> _Exercise description_:
Pull out every row below and reproduce each one verbatim, with no characters changed.

> _Extracted data_:
>>>>
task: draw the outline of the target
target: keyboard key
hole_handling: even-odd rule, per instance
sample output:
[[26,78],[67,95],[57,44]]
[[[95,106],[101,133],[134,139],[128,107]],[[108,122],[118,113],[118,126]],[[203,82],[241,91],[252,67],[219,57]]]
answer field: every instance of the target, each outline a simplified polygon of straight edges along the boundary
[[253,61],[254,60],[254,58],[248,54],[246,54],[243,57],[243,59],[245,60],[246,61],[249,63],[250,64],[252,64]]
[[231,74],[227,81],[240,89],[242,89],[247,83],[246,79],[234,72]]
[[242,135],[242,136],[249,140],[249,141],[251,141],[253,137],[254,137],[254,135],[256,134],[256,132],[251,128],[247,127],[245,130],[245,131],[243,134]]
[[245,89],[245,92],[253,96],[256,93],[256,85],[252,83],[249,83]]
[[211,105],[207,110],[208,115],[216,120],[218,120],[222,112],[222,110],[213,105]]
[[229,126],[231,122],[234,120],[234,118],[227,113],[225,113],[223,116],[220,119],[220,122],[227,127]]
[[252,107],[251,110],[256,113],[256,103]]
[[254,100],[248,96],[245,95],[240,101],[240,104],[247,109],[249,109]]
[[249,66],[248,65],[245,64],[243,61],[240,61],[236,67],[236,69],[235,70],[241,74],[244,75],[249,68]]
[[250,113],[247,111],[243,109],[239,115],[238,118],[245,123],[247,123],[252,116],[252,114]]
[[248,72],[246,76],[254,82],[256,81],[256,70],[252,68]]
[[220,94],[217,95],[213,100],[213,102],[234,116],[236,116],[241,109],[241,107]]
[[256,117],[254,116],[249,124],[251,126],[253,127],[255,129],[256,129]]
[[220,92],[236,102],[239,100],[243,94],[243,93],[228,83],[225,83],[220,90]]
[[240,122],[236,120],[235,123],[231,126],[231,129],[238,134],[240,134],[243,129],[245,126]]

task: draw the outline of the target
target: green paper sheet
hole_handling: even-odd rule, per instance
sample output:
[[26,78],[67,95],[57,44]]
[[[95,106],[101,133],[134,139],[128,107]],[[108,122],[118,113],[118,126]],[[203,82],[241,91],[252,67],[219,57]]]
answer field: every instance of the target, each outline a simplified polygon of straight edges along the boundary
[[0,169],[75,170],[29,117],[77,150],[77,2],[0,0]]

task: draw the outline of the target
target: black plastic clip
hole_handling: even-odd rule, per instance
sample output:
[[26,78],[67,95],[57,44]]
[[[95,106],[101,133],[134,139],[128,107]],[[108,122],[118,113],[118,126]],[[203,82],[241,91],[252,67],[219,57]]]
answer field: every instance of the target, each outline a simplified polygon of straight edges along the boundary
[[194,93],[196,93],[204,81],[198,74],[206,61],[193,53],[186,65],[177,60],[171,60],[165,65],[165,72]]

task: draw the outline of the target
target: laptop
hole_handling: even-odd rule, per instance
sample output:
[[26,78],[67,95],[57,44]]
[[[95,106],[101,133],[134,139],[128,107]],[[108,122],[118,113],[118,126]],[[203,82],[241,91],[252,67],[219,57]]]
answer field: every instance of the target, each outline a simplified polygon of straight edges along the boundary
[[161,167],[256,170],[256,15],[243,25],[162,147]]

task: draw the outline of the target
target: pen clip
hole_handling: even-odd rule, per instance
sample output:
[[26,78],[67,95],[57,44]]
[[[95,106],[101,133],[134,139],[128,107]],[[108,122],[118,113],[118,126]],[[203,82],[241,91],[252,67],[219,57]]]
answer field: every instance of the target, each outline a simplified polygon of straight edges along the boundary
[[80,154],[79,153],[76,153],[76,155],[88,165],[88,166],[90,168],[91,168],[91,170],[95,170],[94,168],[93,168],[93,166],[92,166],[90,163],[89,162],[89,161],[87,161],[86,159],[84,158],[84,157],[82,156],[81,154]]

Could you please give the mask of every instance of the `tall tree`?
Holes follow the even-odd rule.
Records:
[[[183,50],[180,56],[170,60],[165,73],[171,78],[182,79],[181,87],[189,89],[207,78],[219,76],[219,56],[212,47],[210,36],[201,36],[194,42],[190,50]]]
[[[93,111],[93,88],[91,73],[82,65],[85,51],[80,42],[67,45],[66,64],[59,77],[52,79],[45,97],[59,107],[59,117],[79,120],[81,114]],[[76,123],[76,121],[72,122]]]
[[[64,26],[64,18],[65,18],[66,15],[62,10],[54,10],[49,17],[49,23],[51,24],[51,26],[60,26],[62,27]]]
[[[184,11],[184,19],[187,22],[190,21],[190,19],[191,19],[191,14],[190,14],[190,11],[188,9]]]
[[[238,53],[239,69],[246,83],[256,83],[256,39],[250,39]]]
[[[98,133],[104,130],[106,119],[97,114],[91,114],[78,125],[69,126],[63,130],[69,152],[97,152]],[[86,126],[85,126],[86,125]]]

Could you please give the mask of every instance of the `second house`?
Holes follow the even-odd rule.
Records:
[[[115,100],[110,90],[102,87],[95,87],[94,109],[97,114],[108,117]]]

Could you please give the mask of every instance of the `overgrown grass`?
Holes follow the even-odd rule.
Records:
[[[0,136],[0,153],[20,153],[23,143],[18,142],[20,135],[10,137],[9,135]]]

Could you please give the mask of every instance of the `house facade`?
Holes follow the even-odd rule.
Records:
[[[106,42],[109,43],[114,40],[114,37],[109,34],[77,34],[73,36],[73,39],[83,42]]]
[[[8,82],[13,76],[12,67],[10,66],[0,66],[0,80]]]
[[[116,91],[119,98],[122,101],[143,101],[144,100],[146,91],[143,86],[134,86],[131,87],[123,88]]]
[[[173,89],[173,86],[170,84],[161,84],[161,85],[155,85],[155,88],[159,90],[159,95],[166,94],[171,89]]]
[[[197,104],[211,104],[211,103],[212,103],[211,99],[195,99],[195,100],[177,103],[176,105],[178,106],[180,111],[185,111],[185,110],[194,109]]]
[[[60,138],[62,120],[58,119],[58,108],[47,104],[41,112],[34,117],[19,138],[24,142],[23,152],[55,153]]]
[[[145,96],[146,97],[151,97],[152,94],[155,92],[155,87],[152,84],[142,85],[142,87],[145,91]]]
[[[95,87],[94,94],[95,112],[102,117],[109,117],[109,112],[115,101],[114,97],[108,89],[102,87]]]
<<<<
> _Written answer_:
task: draw the outline of the target
target: keyboard key
hole_handling: even-odd rule, per instance
sample output:
[[26,78],[67,95],[57,44]]
[[[95,106],[101,133],[134,139],[128,107]],[[108,122],[118,113],[118,126]],[[203,82],[241,91],[252,67],[219,57]]]
answer field: every instance of the target, each outline a simplified polygon of straight edges along the boundary
[[253,61],[254,60],[254,58],[248,54],[246,54],[243,57],[243,59],[245,60],[246,61],[249,63],[250,64],[252,64]]
[[231,74],[227,81],[240,89],[242,89],[247,83],[246,79],[234,72]]
[[242,135],[242,136],[249,140],[249,141],[251,141],[253,137],[254,137],[254,135],[256,134],[256,132],[251,128],[247,127],[245,130],[245,131],[243,134]]
[[245,89],[245,92],[253,96],[256,93],[256,85],[252,83],[249,83]]
[[211,105],[207,110],[208,115],[216,120],[218,120],[222,112],[222,110],[213,105]]
[[229,126],[231,122],[234,120],[234,118],[227,113],[225,113],[223,116],[220,119],[220,122],[227,127]]
[[252,107],[251,110],[256,113],[256,103]]
[[254,100],[248,96],[245,95],[240,101],[240,104],[247,109],[249,109]]
[[249,66],[248,65],[245,64],[243,61],[240,61],[236,67],[236,69],[235,70],[241,74],[244,75],[249,68]]
[[250,113],[247,111],[243,109],[239,115],[238,118],[245,123],[247,123],[252,116],[252,114]]
[[248,72],[246,76],[254,82],[256,81],[256,70],[252,68]]
[[220,94],[217,95],[213,100],[213,102],[234,116],[236,116],[241,109],[241,107]]
[[256,117],[254,116],[249,124],[251,126],[253,127],[255,129],[256,129]]
[[220,92],[236,102],[239,100],[243,94],[243,93],[228,83],[225,83],[220,90]]
[[240,122],[236,120],[235,123],[231,126],[231,129],[238,134],[240,134],[243,129],[245,126]]

task: draw the outline of the target
target: green paper sheet
hole_handling: even-odd rule, per instance
sample output:
[[26,78],[67,95],[57,44]]
[[[95,106],[101,133],[134,139],[128,107]],[[108,122],[118,113],[118,126]],[[203,82],[241,91],[252,67],[219,57]]]
answer field: every instance of the target, each outline a simplified polygon of straight edges along the boundary
[[0,169],[75,170],[29,117],[77,150],[77,2],[0,0]]

task: draw the outline of the target
target: black plastic clip
hole_handling: even-odd rule, per instance
sample output:
[[26,78],[67,95],[57,44]]
[[[95,106],[101,133],[134,139],[128,107]],[[108,122],[118,113],[118,126]],[[203,82],[241,91],[252,67],[219,57]]]
answer field: every instance of the target, each outline a simplified polygon of straight edges along the boundary
[[194,93],[196,93],[204,81],[198,74],[206,61],[193,53],[186,65],[177,60],[171,60],[165,65],[165,72]]

task: draw the outline of the target
target: laptop
hole_handling: even-odd rule, per instance
sample output:
[[26,78],[67,95],[57,44]]
[[[95,106],[101,133],[134,139],[128,107]],[[108,122],[118,113],[118,126]],[[203,82],[241,91],[252,67],[219,57]]]
answer field: every instance of the target, each outline a simplified polygon of straight edges along the boundary
[[161,167],[256,170],[256,15],[243,25],[162,147]]

task: draw the outline of the target
target: pen clip
hole_handling: even-odd rule, per instance
sample output:
[[26,78],[67,95],[57,44]]
[[[95,106],[101,133],[134,139],[128,107]],[[108,122],[118,113],[118,126]],[[203,82],[241,91],[252,67],[219,57]]]
answer field: every instance of the target, each outline a simplified polygon of straight edges along the boundary
[[80,154],[79,153],[76,153],[76,155],[88,165],[88,166],[90,168],[91,168],[91,170],[95,170],[94,168],[93,168],[93,166],[92,166],[90,163],[89,162],[89,161],[87,161],[86,159],[84,158],[84,157],[82,156],[81,154]]

Could you please give the mask of every instance of the `tall tree`?
Holes follow the even-odd rule.
Records:
[[[183,50],[180,56],[170,60],[165,73],[171,78],[182,79],[181,87],[189,89],[207,78],[219,76],[219,56],[212,47],[210,36],[201,36],[194,42],[190,50]]]
[[[93,111],[93,88],[91,73],[82,65],[85,51],[80,42],[67,45],[66,64],[59,77],[52,79],[45,97],[59,107],[59,117],[79,120],[81,114]],[[76,123],[76,121],[72,122]]]
[[[64,26],[64,18],[65,18],[66,15],[62,10],[54,10],[49,17],[49,23],[51,24],[51,26],[60,26],[62,27]]]
[[[184,11],[184,19],[187,22],[190,21],[190,19],[191,19],[191,14],[190,14],[190,11],[188,9]]]
[[[238,53],[239,69],[246,83],[256,83],[256,39],[250,39]]]
[[[98,133],[104,130],[106,119],[97,114],[91,114],[78,125],[69,126],[63,130],[69,152],[97,152]],[[86,126],[85,126],[86,125]]]

Could you please give the mask of every instance of the `second house`?
Holes follow the even-odd rule.
Records:
[[[115,100],[110,90],[102,87],[95,87],[94,109],[97,114],[108,117]]]

Could you please give the mask of every instance of the `overgrown grass`?
Holes follow the even-odd rule.
Records:
[[[0,136],[0,153],[20,153],[23,143],[18,142],[20,135],[10,137],[9,135]]]

Could you please give the mask of every instance of the `house facade`?
Holes follow the even-odd rule.
Records:
[[[106,42],[109,43],[114,40],[114,37],[109,34],[77,34],[73,36],[73,39],[83,42]]]
[[[8,82],[13,76],[12,67],[10,66],[0,66],[0,80]]]
[[[116,91],[119,98],[122,101],[143,101],[144,100],[146,91],[143,86],[134,86],[131,87],[123,88]]]
[[[173,89],[173,86],[170,84],[161,84],[161,85],[155,85],[155,88],[159,90],[159,95],[166,94],[171,89]]]
[[[197,104],[211,104],[211,103],[212,103],[211,99],[195,99],[195,100],[177,103],[176,105],[178,106],[180,111],[185,111],[185,110],[194,109]]]
[[[60,138],[62,120],[58,119],[58,108],[47,104],[41,112],[34,117],[19,138],[24,142],[23,152],[55,153]]]
[[[145,96],[146,97],[151,97],[152,94],[155,92],[155,87],[152,84],[142,85],[142,87],[145,91]]]
[[[95,87],[94,94],[95,112],[102,117],[109,117],[109,112],[115,101],[114,97],[108,89],[102,87]]]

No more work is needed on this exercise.